WHAT IS BEING ASKED: Format these lines as a JSON list of strings, one string per line, leaving out any blank lines.

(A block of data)
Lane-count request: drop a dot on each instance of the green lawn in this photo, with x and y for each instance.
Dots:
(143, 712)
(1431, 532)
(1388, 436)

EXERCISE SOLUTION:
[
  "Lane-count request: drop a dot on each instance of the green lawn in this photo, with x and y for each instance.",
  "Dots:",
  "(143, 712)",
  "(1431, 532)",
  "(1388, 436)"
]